* begin *

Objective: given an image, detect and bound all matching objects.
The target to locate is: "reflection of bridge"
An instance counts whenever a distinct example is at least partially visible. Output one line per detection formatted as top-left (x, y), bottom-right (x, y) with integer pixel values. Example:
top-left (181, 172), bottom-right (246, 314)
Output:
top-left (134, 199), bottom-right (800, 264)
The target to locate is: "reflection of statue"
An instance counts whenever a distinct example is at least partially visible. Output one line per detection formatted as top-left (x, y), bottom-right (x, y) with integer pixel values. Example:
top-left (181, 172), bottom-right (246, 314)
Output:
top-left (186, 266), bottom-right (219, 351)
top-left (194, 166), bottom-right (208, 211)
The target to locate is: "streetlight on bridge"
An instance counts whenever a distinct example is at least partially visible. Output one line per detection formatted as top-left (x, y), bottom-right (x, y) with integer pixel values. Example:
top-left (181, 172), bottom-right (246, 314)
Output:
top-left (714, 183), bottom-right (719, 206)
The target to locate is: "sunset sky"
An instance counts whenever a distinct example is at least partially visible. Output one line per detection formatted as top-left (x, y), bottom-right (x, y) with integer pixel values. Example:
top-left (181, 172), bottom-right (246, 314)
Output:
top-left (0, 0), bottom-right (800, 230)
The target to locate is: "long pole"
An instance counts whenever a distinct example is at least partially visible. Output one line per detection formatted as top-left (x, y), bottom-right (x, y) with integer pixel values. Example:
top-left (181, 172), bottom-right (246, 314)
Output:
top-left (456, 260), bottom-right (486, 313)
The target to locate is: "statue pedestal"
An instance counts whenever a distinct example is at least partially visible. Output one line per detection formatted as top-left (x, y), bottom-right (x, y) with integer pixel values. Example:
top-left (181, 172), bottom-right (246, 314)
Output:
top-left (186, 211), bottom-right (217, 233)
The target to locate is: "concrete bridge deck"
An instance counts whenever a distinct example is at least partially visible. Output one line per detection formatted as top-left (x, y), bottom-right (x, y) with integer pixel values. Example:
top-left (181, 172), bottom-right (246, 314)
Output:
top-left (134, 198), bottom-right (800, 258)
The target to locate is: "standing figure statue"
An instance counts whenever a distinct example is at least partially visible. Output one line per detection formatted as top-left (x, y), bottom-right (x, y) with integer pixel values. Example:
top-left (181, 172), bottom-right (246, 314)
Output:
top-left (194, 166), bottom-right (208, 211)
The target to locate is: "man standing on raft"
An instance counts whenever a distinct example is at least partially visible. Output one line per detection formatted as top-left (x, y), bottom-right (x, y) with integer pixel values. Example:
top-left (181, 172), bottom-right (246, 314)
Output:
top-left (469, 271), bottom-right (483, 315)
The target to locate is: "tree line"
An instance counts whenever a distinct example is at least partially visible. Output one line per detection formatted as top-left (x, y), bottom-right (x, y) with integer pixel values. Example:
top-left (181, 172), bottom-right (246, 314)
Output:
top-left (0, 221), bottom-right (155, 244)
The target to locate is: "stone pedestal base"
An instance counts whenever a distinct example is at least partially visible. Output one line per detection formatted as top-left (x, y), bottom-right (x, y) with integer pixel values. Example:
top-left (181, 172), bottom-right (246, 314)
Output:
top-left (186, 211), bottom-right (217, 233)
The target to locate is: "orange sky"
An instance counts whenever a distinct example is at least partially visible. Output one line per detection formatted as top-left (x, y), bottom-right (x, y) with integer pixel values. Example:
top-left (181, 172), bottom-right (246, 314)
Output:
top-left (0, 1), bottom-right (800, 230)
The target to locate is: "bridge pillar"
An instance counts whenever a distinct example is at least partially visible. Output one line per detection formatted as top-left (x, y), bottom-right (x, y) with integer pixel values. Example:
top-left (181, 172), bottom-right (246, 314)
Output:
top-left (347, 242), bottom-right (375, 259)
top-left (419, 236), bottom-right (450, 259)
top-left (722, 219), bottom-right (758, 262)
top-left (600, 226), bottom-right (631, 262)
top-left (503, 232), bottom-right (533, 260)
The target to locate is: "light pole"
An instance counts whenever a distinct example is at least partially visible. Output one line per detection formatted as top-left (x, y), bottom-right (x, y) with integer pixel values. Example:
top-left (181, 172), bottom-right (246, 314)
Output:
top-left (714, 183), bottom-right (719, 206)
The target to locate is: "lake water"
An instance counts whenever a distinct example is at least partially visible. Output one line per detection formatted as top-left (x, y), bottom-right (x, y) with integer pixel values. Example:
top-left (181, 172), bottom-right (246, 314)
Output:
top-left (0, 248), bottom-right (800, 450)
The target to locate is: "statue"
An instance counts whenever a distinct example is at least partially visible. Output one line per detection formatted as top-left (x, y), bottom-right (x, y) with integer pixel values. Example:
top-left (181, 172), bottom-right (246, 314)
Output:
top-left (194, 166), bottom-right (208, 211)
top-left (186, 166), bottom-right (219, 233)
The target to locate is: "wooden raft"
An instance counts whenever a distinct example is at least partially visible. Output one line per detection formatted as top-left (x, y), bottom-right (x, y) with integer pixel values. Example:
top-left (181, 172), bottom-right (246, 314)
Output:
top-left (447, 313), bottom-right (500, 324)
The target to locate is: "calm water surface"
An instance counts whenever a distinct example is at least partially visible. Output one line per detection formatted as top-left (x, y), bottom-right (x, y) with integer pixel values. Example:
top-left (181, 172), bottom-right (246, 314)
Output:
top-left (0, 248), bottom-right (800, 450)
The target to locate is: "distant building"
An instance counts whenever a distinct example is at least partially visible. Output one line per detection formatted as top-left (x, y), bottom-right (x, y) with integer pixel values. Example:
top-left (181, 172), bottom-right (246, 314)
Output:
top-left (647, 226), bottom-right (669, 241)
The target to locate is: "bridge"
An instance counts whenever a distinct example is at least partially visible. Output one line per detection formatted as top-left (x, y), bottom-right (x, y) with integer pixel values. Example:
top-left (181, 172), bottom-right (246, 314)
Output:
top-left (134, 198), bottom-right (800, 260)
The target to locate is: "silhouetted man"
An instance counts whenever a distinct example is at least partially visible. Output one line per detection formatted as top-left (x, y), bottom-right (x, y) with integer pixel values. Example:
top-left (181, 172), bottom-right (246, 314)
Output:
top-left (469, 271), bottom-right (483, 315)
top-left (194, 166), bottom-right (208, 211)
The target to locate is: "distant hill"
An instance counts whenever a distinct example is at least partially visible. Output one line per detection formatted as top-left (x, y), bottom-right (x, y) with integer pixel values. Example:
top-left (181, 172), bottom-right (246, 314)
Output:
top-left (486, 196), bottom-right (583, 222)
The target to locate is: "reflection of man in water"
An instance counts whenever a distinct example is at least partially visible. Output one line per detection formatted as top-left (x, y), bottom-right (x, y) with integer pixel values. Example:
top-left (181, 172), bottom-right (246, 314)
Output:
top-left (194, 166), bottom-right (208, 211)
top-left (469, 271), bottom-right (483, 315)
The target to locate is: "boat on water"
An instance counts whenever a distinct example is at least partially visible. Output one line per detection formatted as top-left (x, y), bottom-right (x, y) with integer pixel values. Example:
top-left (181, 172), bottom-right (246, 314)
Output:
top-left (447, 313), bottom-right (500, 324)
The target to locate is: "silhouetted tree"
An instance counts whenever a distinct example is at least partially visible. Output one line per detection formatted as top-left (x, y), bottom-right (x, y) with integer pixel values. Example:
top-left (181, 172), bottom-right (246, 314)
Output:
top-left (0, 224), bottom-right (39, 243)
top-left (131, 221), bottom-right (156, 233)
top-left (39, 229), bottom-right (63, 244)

* end *

TASK TO COMPLETE:
Output the lines above verbatim and in full.

SOLUTION TO THIS EXERCISE:
Objective: given an image, detect and bound all matching objects.
The target to locate is: "reflection of bridge"
An instance counts whenever a distinct example is at least partially visible. Output one line per detection formatted as top-left (x, y), bottom-right (x, y) with integer pixel values. Example:
top-left (181, 172), bottom-right (246, 314)
Output:
top-left (134, 199), bottom-right (800, 264)
The target to locate is: "reflection of statue"
An instance counts whenever a distinct example is at least partially visible. Output one line per detection formatted as top-left (x, y), bottom-right (x, y) with integer pixel values. Example:
top-left (181, 172), bottom-right (246, 314)
Output:
top-left (186, 266), bottom-right (219, 351)
top-left (194, 166), bottom-right (208, 211)
The target to locate is: "streetlight on bridge"
An instance counts whenever a distinct example is at least partially visible. Output one line per detection formatted as top-left (x, y), bottom-right (x, y) with integer pixel values. Example:
top-left (181, 172), bottom-right (246, 314)
Output:
top-left (714, 183), bottom-right (719, 206)
The target to locate is: "sunset sky"
An instance counts whenever a distinct example is at least partially visible. Output one line per detection formatted as top-left (x, y), bottom-right (x, y) with integer pixel values. Example:
top-left (181, 172), bottom-right (246, 314)
Output:
top-left (0, 0), bottom-right (800, 230)
The target to locate is: "long pole"
An instance counts whenever a distinct example is at least partially visible. Output one line per detection formatted as top-left (x, y), bottom-right (x, y) with integer pixel values. Example:
top-left (181, 172), bottom-right (246, 314)
Output:
top-left (456, 260), bottom-right (486, 313)
The target to locate is: "statue pedestal"
An instance counts whenever a distinct example is at least partially visible. Output one line per detection formatted as top-left (x, y), bottom-right (x, y) with integer pixel values. Example:
top-left (181, 172), bottom-right (246, 314)
Output:
top-left (186, 211), bottom-right (217, 233)
The target to locate is: "concrete bridge deck"
An instance counts whenever a distinct example is at least partially visible. Output one line per detection formatted as top-left (x, y), bottom-right (x, y) with integer pixel values. Example:
top-left (181, 172), bottom-right (246, 314)
Output:
top-left (134, 198), bottom-right (800, 258)
The target to locate is: "standing figure statue"
An instance counts whenever a distinct example is at least partially visible. Output one line per detection formatted as top-left (x, y), bottom-right (x, y) with integer pixel values. Example:
top-left (181, 172), bottom-right (246, 314)
Output:
top-left (194, 166), bottom-right (208, 211)
The target to locate is: "man standing on raft"
An instance counts whenever a distinct example is at least partially visible. Output one line per detection formatted as top-left (x, y), bottom-right (x, y) with integer pixel values. Example:
top-left (181, 172), bottom-right (246, 314)
Output:
top-left (469, 271), bottom-right (483, 315)
The target to locate is: "tree line"
An instance counts whenever a distinct example is at least partially visible. Output one line per detection formatted as top-left (x, y), bottom-right (x, y) with integer pixel values. Example:
top-left (181, 172), bottom-right (246, 314)
Output:
top-left (0, 221), bottom-right (155, 244)
The target to locate is: "stone pedestal base"
An instance counts whenever a distinct example is at least partially visible. Output one line per detection formatted as top-left (x, y), bottom-right (x, y) with integer pixel values. Example:
top-left (181, 172), bottom-right (246, 314)
Output:
top-left (186, 211), bottom-right (217, 233)
The target to locate is: "orange sky"
An instance counts whenever a distinct example is at least partially visible. Output one line per detection formatted as top-left (x, y), bottom-right (x, y) with integer pixel values. Example:
top-left (181, 172), bottom-right (246, 314)
Output:
top-left (0, 1), bottom-right (800, 230)
The target to locate is: "bridge pillar"
An instance counts whenever a distinct example is at least partially visible. Output one line per detection formatted as top-left (x, y), bottom-right (x, y) with integer pixel values. Example:
top-left (181, 172), bottom-right (246, 314)
Output:
top-left (347, 242), bottom-right (375, 259)
top-left (419, 236), bottom-right (450, 259)
top-left (722, 219), bottom-right (758, 262)
top-left (600, 226), bottom-right (631, 262)
top-left (503, 232), bottom-right (533, 260)
The target to locate is: "light pole"
An instance counts whenever a distinct example is at least partially visible. Output one line per detection formatted as top-left (x, y), bottom-right (x, y) with integer pixel values. Example:
top-left (181, 172), bottom-right (246, 314)
Output:
top-left (714, 183), bottom-right (719, 206)
The target to locate is: "lake water"
An instance counts whenever a distinct example is at least partially visible. Output one line per detection formatted as top-left (x, y), bottom-right (x, y) with integer pixel values. Example:
top-left (181, 172), bottom-right (246, 314)
Output:
top-left (0, 248), bottom-right (800, 450)
The target to locate is: "statue"
An instance counts whenever a distinct example is at least partially visible. Output one line per detection formatted as top-left (x, y), bottom-right (x, y) with integer pixel values. Example:
top-left (181, 172), bottom-right (246, 314)
Output:
top-left (194, 166), bottom-right (208, 211)
top-left (186, 166), bottom-right (219, 233)
The target to locate is: "wooden raft"
An instance counts whenever a distinct example is at least partially visible. Output one line per detection formatted as top-left (x, y), bottom-right (x, y) with integer pixel values. Example:
top-left (181, 172), bottom-right (246, 314)
Output:
top-left (447, 313), bottom-right (500, 324)
The target to locate is: "calm water surface"
An instance counts whenever a distinct example is at least partially visible. Output one line per detection formatted as top-left (x, y), bottom-right (x, y) with integer pixel values. Example:
top-left (181, 172), bottom-right (246, 314)
Output:
top-left (0, 248), bottom-right (800, 450)
The target to locate is: "distant building"
An instance counts whenever a distinct example is at least partially visible. Output one line per detection formatted as top-left (x, y), bottom-right (x, y) with integer pixel values. Example:
top-left (181, 172), bottom-right (246, 314)
Output:
top-left (647, 226), bottom-right (669, 241)
The target to locate is: "bridge"
An instance counts whenever a distinct example is at least partially visible. Output one line per detection formatted as top-left (x, y), bottom-right (x, y) with integer pixel values. Example:
top-left (181, 172), bottom-right (246, 314)
Output:
top-left (134, 198), bottom-right (800, 260)
The target to locate is: "silhouetted man"
An instance counts whenever a distinct example is at least partially visible. Output one line per detection formatted as top-left (x, y), bottom-right (x, y) with integer pixel values. Example:
top-left (181, 172), bottom-right (246, 314)
Output:
top-left (469, 271), bottom-right (483, 315)
top-left (194, 166), bottom-right (208, 211)
The target to locate is: "distant hill"
An instance counts whenever a distinct example is at least partially visible. Output one line per detection formatted as top-left (x, y), bottom-right (x, y) with integer pixel values. Example:
top-left (181, 172), bottom-right (246, 314)
Output:
top-left (486, 196), bottom-right (583, 222)
The target to locate is: "reflection of man in water"
An instance counts whenever a distinct example is at least partially visible. Output one line per detection formatted as top-left (x, y), bottom-right (x, y) with integer pixel values. Example:
top-left (181, 172), bottom-right (246, 314)
Output:
top-left (194, 166), bottom-right (208, 211)
top-left (469, 271), bottom-right (483, 315)
The target to locate is: "boat on water"
An instance counts whenever a distinct example is at least partially visible. Output one line per detection formatted as top-left (x, y), bottom-right (x, y) with integer pixel values. Example:
top-left (181, 172), bottom-right (246, 314)
Output:
top-left (447, 313), bottom-right (500, 324)
The target to locate is: "silhouetted tree"
An instance counts whenever a distinct example is at least partially visible. Output one line per detection formatted as top-left (x, y), bottom-right (x, y) with integer pixel values. Example:
top-left (181, 172), bottom-right (246, 314)
Output:
top-left (0, 224), bottom-right (39, 243)
top-left (131, 221), bottom-right (156, 233)
top-left (39, 229), bottom-right (63, 244)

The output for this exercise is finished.